** begin Input **

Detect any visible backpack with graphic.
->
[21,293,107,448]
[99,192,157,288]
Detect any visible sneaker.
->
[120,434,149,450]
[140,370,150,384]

** end Input **

## Problem description
Recast every line of the listing above as a JSON array of strings, one string per line, with any blank lines omitted.

## Answer to this task
[
  "Detect any visible backpack with graphic.",
  "->",
  "[21,293,107,448]",
  "[99,192,157,288]",
  "Detect any visible sneaker.",
  "->",
  "[120,434,149,450]",
  "[140,370,150,384]"
]